- [Given text]:

Closures and prototypes are essential to JavaScript’s identity as a language. Closures enable powerful functional programming patterns, while prototypes provide a flexible inheritance mechanism.
Understanding closures and prototypes deeply is crucial for implementing a JavaScript engine and writing efficient JavaScript code.

Closure implementation with environment chains

Closures allow functions to access variables from their lexical scope even after the outer function has returned. This is implemented using environment chains.

What is a closure?

A closure is a function bundled together with references to its surrounding state (lexical environment). 
function makeCounter() {
    let count = 0;  // Captured by closure
    
    return function() {
        count++;
        return count;
    };
}

const counter = makeCounter();
console.log(counter()); // 1
console.log(counter()); // 2
console.log(counter()); // 3
// count is preserved between calls

Environment chains

Environments form a chain from the innermost scope to the global scope:
1

Create environment

When a function is called, create a new environment containing its local variables and parameters.
2

Link to parent

Set the environment’s parent to the lexical parent scope (not the dynamic caller).
3

Variable lookup

Search for variables by traversing the chain from inner to outer environments.
4

Capture references

Functions store a reference to their creation environment, not a copy.

Implementation

class Environment {
public:
    std::shared_ptr<Environment> parent;
    std::unordered_map<std::string, Value> bindings;
    
    Environment(std::shared_ptr<Environment> parent = nullptr)
        : parent(parent) {}
    
    void define(const std::string& name, const Value& value) {
        bindings[name] = value;
    }
    
    Value* lookup(const std::string& name) {
        // Search in current environment
        auto it = bindings.find(name);
        if (it != bindings.end()) {
            return &it->second;
        }
        
        // Search in parent environment
        if (parent) {
            return parent->lookup(name);
        }
        
        return nullptr; // Variable not found
    }
    
    void set(const std::string& name, const Value& value) {
        // Search for existing binding
        auto it = bindings.find(name);
        if (it != bindings.end()) {
            it->second = value;
            return;
        }
        
        // Try parent environment
        if (parent) {
            parent->set(name, value);
            return;
        }
        
        // Variable not found - error or create global
        throw std::runtime_error("Undefined variable: " + name);
    }
};
Environments must use shared pointers or garbage collection to prevent memory leaks. Circular references between closures can cause memory issues.

- [Required actions]:
(1) List the four numbered steps by which the text on JavaScript closures says environment chains are formed, giving each step's heading.
(2) Answer these questions from the text on JavaScript closures:
(a) What does the third call to counter() print to the console?
(b) When setting a variable, what does the set method do if the name is found in neither the current environment nor any parent?
(c) What must environments use to prevent memory leaks?
The data below were taken from a separate source.

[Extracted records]
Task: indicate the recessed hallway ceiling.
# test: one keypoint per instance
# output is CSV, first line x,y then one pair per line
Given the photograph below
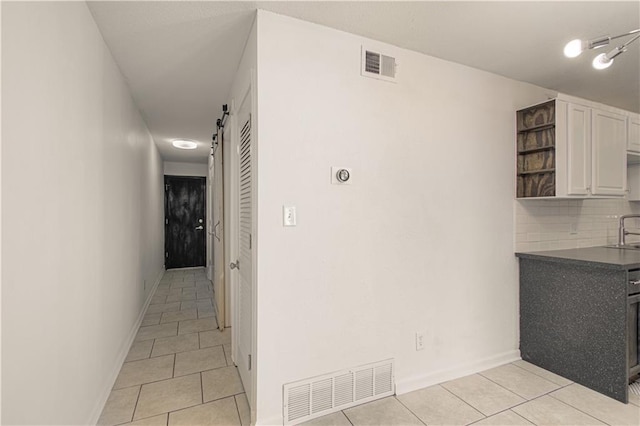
x,y
179,57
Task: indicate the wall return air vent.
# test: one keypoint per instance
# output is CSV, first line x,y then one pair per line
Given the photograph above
x,y
378,65
310,398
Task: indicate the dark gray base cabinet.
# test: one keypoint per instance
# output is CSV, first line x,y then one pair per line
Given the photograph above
x,y
573,320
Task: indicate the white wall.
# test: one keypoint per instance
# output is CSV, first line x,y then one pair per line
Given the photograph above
x,y
185,169
421,241
240,88
564,224
82,215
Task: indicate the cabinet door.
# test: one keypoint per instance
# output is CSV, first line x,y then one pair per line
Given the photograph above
x,y
609,153
634,133
634,182
578,149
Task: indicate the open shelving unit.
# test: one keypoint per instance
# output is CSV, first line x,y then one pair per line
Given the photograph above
x,y
536,151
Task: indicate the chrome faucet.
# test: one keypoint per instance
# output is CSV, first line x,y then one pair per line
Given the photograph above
x,y
622,232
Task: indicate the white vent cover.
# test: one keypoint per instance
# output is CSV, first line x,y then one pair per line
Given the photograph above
x,y
378,65
307,399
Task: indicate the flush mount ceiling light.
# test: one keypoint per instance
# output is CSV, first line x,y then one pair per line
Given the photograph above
x,y
604,60
184,144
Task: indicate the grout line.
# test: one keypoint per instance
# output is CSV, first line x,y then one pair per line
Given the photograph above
x,y
201,388
174,366
514,392
135,407
463,401
576,408
539,375
408,409
237,409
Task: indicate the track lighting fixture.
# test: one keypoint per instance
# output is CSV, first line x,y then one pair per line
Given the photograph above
x,y
604,60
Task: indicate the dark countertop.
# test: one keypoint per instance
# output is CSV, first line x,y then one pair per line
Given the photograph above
x,y
604,257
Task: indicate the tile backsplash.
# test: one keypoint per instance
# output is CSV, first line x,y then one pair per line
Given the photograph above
x,y
562,224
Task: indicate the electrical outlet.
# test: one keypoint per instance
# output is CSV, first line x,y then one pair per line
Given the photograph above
x,y
419,340
289,216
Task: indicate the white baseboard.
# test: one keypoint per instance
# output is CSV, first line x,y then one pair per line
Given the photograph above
x,y
440,376
122,355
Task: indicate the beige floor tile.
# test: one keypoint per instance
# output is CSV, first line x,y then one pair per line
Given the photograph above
x,y
549,411
162,291
167,307
215,338
519,381
189,304
182,284
192,326
204,303
503,419
552,377
204,294
169,395
157,331
175,344
151,319
227,353
119,407
160,420
199,360
482,394
388,411
333,419
206,313
179,316
158,299
436,405
220,383
145,371
599,406
139,350
181,298
222,412
243,409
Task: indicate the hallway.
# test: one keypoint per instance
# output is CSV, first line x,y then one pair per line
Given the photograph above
x,y
179,369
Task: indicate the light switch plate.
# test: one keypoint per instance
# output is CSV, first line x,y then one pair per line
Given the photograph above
x,y
289,216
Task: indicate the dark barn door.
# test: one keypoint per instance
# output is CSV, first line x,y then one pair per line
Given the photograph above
x,y
184,212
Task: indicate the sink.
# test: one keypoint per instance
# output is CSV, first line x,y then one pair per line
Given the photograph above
x,y
630,246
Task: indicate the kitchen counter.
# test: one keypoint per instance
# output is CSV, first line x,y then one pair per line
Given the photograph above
x,y
604,257
573,314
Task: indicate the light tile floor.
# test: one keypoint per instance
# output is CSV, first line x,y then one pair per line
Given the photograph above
x,y
514,394
179,369
179,372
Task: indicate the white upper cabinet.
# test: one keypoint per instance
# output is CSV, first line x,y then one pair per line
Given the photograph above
x,y
578,145
634,133
572,148
609,157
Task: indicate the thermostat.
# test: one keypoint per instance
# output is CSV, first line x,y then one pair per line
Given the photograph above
x,y
341,175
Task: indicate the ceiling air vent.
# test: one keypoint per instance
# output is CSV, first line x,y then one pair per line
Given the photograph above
x,y
378,65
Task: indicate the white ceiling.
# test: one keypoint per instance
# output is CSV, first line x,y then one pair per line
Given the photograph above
x,y
179,58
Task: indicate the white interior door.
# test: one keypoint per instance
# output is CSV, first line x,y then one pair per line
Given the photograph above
x,y
244,262
219,264
229,216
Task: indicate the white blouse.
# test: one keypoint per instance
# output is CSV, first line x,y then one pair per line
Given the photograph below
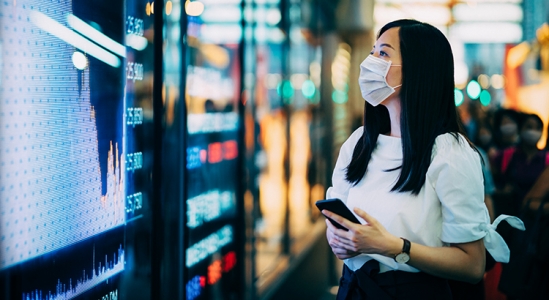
x,y
449,208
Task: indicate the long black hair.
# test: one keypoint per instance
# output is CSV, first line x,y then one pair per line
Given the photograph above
x,y
427,103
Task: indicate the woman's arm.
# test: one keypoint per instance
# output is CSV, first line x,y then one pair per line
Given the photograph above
x,y
464,262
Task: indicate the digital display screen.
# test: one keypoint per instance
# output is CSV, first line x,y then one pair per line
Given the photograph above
x,y
75,105
213,171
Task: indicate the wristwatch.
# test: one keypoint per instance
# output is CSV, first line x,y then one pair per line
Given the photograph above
x,y
404,256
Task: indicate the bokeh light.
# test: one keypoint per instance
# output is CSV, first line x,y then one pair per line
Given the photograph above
x,y
484,81
458,97
473,89
497,81
485,98
79,60
308,89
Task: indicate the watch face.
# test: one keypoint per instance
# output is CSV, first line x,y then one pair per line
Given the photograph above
x,y
402,258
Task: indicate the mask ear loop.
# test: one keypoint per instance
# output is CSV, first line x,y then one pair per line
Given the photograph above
x,y
394,87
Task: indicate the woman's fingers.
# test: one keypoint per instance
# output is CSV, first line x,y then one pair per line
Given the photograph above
x,y
338,219
364,215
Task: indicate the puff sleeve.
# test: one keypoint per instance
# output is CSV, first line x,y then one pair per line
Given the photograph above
x,y
456,176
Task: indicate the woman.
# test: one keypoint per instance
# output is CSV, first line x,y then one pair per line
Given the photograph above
x,y
411,175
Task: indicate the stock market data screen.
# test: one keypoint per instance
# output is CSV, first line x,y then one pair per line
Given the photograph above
x,y
213,241
75,108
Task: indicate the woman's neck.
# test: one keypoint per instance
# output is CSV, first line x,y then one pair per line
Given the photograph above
x,y
394,108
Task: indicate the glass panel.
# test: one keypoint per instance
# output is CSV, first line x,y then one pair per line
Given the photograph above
x,y
214,237
76,155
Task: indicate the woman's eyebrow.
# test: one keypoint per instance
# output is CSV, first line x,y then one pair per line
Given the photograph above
x,y
388,45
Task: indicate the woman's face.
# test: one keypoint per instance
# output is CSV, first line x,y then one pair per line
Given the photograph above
x,y
387,47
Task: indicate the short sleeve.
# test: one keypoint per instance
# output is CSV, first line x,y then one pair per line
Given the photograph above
x,y
340,186
456,176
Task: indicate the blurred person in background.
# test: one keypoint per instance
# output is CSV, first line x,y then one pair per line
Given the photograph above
x,y
484,139
505,128
517,168
527,180
412,176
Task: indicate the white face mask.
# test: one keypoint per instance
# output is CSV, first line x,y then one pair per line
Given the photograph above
x,y
373,80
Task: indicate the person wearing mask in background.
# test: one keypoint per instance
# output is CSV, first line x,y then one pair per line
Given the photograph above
x,y
517,168
527,181
412,178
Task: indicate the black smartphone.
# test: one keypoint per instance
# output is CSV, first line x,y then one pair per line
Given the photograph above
x,y
338,207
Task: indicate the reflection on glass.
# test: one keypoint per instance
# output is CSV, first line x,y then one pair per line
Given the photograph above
x,y
212,97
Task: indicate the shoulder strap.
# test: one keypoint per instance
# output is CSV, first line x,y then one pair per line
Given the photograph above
x,y
506,159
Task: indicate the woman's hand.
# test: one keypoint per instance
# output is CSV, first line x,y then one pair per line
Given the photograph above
x,y
370,238
339,252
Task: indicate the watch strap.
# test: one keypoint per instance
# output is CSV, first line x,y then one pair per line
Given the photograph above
x,y
406,247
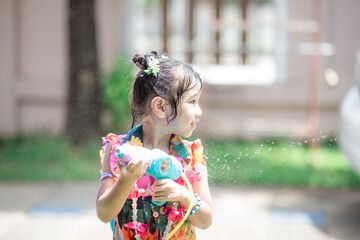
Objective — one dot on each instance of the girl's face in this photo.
(189, 113)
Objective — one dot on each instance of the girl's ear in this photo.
(158, 106)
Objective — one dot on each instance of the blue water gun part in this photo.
(162, 165)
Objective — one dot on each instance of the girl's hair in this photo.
(170, 83)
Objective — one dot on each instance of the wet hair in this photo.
(171, 82)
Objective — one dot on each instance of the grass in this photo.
(236, 162)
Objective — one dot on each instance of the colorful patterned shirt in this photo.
(139, 217)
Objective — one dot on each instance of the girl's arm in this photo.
(168, 190)
(112, 196)
(203, 217)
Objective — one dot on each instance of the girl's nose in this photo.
(198, 111)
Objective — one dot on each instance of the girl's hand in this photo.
(106, 160)
(167, 190)
(135, 169)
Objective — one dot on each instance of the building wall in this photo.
(33, 71)
(283, 108)
(34, 62)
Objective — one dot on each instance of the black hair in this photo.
(170, 83)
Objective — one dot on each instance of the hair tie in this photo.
(154, 67)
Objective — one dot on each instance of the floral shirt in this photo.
(139, 217)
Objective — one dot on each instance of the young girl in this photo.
(165, 101)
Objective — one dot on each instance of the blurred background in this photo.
(280, 101)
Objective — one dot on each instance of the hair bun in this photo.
(140, 61)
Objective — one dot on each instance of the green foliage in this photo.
(48, 159)
(233, 163)
(116, 88)
(284, 164)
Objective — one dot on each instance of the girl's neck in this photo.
(154, 136)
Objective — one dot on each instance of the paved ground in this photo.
(66, 211)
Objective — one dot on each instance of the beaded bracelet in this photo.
(198, 203)
(106, 174)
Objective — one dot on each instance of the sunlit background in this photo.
(280, 101)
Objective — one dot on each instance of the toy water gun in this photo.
(162, 165)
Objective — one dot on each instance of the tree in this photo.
(83, 105)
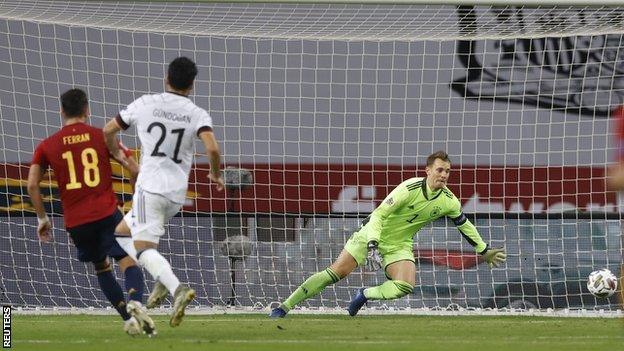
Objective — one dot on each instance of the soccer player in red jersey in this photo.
(80, 160)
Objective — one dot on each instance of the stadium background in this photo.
(328, 128)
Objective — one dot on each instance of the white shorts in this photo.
(149, 214)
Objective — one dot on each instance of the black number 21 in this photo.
(163, 134)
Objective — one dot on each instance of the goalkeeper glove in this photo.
(373, 259)
(494, 257)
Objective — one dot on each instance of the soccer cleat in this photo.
(357, 302)
(158, 295)
(183, 296)
(278, 312)
(138, 312)
(132, 327)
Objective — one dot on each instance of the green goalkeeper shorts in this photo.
(390, 252)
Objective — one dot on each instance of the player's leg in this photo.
(133, 275)
(149, 214)
(159, 291)
(400, 269)
(134, 286)
(125, 254)
(353, 253)
(402, 281)
(88, 239)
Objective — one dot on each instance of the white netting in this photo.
(328, 107)
(387, 22)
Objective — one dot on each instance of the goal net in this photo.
(320, 111)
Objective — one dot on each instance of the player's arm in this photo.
(111, 129)
(116, 149)
(494, 257)
(34, 178)
(131, 164)
(214, 155)
(394, 201)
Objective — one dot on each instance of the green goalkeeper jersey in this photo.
(411, 206)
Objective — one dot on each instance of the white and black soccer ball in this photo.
(602, 283)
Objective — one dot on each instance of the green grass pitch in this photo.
(322, 332)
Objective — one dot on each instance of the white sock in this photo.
(127, 244)
(160, 269)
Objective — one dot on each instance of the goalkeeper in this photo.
(386, 239)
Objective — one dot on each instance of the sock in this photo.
(392, 289)
(312, 286)
(134, 283)
(159, 268)
(113, 292)
(127, 244)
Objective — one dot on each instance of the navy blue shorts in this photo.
(96, 240)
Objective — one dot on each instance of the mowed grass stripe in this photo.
(322, 332)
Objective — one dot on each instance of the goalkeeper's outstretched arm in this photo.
(493, 256)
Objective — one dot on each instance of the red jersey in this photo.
(618, 114)
(80, 160)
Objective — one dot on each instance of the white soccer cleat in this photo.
(132, 327)
(138, 311)
(158, 295)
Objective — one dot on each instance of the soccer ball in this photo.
(602, 283)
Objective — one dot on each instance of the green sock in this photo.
(312, 286)
(392, 289)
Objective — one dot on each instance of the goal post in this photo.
(322, 108)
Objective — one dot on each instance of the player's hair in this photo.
(181, 73)
(74, 103)
(442, 155)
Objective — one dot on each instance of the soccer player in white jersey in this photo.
(167, 125)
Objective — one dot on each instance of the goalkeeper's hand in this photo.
(373, 259)
(495, 257)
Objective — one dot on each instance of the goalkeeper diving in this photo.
(385, 239)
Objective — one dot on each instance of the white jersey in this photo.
(167, 125)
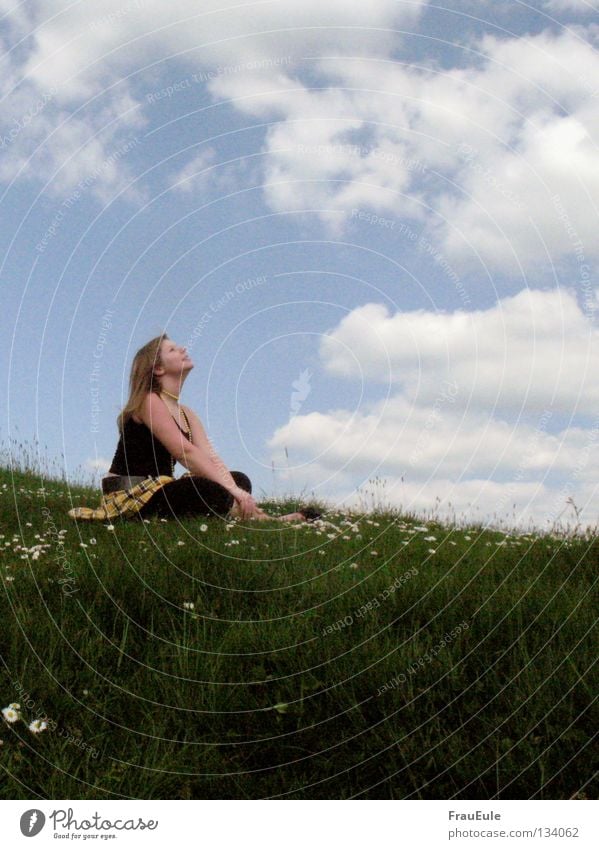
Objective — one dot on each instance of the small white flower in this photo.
(10, 715)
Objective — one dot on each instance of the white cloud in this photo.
(94, 58)
(581, 6)
(421, 458)
(484, 147)
(195, 173)
(531, 351)
(474, 412)
(98, 464)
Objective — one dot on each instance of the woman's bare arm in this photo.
(198, 459)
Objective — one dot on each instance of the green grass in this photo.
(309, 667)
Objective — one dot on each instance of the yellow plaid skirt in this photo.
(122, 502)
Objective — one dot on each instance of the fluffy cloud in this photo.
(70, 54)
(581, 6)
(483, 152)
(474, 413)
(529, 352)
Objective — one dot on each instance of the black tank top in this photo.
(139, 452)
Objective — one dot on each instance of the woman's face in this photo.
(174, 358)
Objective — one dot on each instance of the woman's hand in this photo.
(246, 505)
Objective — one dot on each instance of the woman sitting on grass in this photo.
(155, 432)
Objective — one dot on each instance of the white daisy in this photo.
(11, 715)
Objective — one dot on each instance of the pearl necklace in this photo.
(188, 434)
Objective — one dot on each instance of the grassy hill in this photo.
(368, 656)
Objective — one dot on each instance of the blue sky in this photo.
(374, 225)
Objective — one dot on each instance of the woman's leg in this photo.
(192, 495)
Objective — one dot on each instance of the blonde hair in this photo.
(142, 378)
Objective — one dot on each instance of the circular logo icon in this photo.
(32, 822)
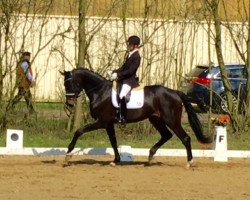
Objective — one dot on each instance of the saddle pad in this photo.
(136, 99)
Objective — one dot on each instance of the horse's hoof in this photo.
(68, 157)
(112, 164)
(150, 159)
(190, 164)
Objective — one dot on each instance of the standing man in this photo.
(126, 75)
(25, 80)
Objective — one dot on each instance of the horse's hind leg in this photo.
(111, 133)
(183, 136)
(160, 126)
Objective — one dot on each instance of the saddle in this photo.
(134, 99)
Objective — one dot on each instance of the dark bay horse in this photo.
(162, 106)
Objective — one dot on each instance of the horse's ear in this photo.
(62, 73)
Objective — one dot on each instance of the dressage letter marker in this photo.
(14, 139)
(220, 150)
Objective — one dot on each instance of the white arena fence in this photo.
(14, 146)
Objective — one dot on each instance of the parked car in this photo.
(197, 86)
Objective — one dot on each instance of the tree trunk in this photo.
(248, 71)
(81, 59)
(226, 83)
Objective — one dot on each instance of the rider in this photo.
(126, 75)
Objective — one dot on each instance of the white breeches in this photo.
(124, 91)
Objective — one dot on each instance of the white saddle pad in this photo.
(136, 99)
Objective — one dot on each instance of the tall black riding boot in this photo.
(123, 111)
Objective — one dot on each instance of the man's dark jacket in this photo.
(127, 72)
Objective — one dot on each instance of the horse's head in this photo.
(71, 88)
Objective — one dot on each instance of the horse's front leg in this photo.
(112, 138)
(89, 127)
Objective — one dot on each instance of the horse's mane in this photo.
(93, 75)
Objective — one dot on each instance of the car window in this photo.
(236, 72)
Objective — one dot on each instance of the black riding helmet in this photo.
(134, 40)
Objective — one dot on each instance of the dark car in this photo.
(197, 86)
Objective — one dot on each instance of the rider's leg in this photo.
(123, 107)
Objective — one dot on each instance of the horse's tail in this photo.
(194, 120)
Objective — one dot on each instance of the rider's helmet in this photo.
(134, 40)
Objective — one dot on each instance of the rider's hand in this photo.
(33, 83)
(113, 76)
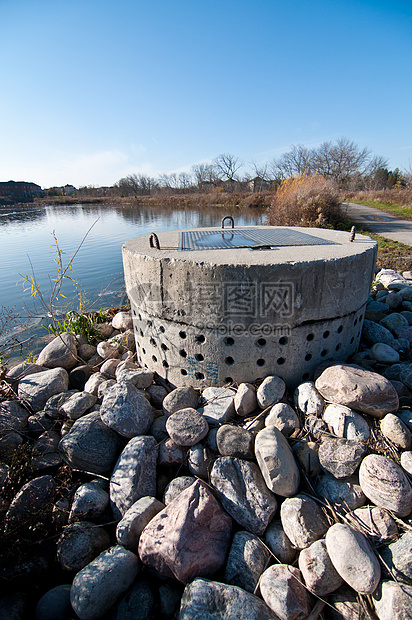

- [Answers in order]:
(1)
1. Create environment
2. Link to parent
3. Variable lookup
4. Capture references

(2)
(a) It prints 3.
(b) It throws a std::runtime_error with the message "Undefined variable: " followed by the name.
(c) They must use shared pointers or garbage collection.